EXERCISE GOAL: Reproduce the rows verbatim, beginning at the line that contains "You are given the photo below." and stopping after the line that contains "Target: circular stone pond rim". Omit the pictures from your answer.

## BEGIN RECORDS SHOWN

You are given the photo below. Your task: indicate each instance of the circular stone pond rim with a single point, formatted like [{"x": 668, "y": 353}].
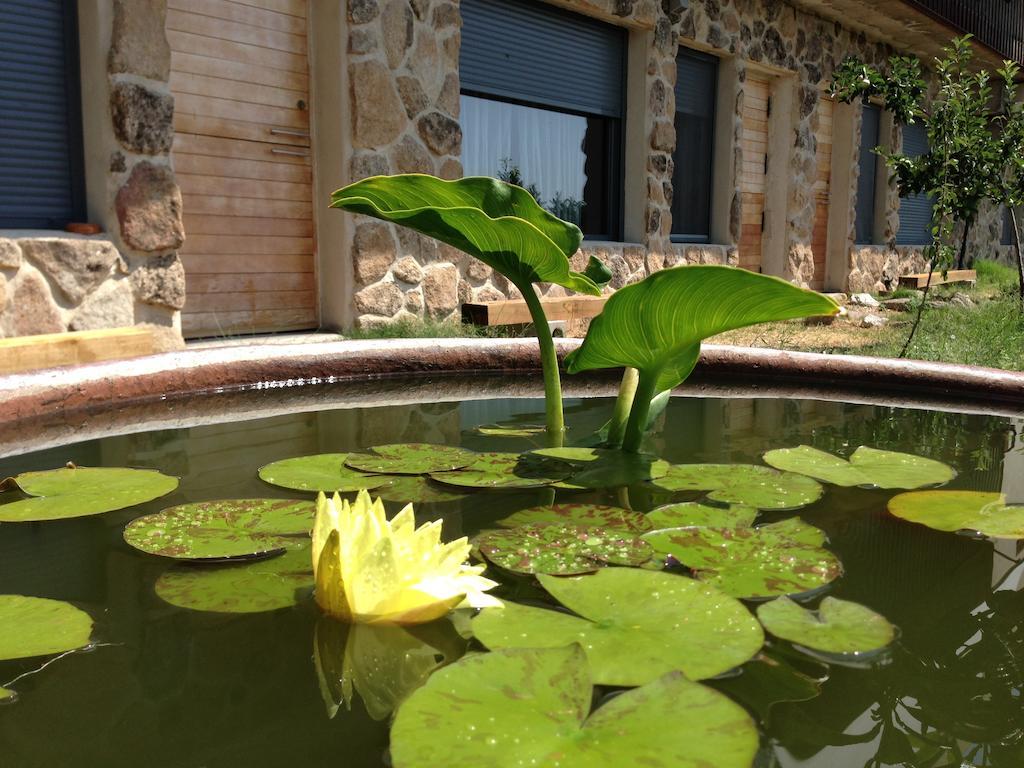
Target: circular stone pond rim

## END RECORDS SHOWN
## BEGIN RECORDS SHOWN

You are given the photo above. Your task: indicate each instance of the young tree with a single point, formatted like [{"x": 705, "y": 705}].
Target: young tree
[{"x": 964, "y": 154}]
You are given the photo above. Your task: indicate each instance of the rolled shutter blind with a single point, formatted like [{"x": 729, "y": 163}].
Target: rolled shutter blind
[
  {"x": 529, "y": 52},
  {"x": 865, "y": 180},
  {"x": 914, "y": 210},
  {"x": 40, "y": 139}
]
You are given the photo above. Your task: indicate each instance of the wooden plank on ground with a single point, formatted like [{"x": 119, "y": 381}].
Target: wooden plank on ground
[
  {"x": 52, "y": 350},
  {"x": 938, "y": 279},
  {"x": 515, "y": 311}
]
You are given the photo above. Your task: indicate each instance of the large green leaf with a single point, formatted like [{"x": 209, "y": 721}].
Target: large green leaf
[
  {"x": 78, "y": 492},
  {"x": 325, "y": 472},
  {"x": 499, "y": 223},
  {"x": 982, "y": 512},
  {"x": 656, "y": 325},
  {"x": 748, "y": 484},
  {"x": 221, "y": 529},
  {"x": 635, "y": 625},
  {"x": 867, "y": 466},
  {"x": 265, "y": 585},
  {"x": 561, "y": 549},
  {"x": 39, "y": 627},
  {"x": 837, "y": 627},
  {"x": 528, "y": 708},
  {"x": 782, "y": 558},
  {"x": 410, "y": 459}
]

## END RECORDS SHOWN

FULL OUTPUT:
You are given the photo below. Your task: indicate each instance of the circular stone pond rim with a single point, formatted like [{"x": 668, "y": 353}].
Target: circular stone pond rim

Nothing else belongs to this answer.